**** Entries shown ****

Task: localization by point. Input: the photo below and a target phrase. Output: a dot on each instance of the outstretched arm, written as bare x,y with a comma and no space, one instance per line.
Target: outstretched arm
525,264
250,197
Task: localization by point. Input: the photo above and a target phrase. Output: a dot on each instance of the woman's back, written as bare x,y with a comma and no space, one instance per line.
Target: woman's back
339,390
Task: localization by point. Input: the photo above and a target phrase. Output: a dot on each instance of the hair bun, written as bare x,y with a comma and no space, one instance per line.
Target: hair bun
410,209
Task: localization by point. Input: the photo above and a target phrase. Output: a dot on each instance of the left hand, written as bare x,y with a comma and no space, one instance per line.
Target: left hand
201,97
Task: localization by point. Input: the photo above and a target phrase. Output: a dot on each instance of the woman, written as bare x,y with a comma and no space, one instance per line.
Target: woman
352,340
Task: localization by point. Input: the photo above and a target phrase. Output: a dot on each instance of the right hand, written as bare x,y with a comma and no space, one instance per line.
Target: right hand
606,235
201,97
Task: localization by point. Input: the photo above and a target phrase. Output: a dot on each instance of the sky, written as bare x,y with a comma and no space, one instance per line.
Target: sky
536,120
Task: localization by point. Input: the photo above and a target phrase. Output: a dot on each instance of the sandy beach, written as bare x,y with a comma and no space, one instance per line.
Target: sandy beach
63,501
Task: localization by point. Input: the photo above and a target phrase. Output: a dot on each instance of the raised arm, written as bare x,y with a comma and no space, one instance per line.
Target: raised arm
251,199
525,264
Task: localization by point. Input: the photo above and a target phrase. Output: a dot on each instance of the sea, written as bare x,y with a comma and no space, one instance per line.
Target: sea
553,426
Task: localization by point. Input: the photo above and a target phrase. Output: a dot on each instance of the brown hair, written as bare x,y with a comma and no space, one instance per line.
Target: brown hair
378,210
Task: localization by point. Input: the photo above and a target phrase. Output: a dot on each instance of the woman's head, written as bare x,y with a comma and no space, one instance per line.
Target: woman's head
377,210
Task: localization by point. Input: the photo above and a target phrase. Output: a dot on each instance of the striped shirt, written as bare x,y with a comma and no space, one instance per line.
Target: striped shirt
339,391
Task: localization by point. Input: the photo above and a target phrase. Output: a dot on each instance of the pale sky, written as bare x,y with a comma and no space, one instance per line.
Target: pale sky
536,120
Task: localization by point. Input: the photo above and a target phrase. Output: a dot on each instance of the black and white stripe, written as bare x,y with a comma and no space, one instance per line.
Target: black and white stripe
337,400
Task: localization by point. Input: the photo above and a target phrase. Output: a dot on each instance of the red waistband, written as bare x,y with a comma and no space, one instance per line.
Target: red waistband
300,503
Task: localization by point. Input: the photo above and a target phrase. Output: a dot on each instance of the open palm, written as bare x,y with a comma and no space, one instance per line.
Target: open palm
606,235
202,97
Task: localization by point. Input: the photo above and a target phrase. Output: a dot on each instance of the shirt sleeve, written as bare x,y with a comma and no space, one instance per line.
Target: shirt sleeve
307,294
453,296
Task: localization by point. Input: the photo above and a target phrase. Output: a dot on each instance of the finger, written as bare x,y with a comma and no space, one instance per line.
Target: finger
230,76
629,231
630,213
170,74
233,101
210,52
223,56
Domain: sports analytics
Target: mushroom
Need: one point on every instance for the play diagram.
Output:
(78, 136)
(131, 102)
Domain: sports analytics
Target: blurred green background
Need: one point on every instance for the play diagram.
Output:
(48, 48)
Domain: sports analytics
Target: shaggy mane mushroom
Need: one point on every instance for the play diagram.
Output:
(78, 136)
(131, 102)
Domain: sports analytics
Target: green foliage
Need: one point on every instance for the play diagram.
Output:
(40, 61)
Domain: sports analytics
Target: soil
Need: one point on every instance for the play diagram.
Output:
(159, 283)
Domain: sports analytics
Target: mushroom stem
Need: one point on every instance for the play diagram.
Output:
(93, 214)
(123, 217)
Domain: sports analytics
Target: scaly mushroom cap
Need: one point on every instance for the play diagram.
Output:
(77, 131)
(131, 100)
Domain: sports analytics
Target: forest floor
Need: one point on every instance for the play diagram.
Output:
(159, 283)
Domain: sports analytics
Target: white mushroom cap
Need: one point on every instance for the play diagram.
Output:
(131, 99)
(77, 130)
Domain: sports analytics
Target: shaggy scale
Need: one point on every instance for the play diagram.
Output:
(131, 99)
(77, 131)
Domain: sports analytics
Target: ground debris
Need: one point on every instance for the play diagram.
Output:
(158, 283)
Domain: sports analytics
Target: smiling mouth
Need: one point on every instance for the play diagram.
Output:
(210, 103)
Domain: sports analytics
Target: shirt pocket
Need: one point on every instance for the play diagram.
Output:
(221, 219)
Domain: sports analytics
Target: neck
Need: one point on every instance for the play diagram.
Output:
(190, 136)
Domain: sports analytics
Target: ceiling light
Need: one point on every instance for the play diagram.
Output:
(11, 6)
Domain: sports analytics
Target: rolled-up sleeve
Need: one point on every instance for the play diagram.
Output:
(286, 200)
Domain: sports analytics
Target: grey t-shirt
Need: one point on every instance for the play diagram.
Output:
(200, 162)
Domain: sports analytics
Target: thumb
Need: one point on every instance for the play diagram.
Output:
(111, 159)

****

> [Task prompt] Each line above with the string "mushroom" should be reported in full.

> [Exercise response]
Target: mushroom
Target: shaggy mane mushroom
Target: mushroom stem
Target: scaly mushroom cap
Target: white mushroom cap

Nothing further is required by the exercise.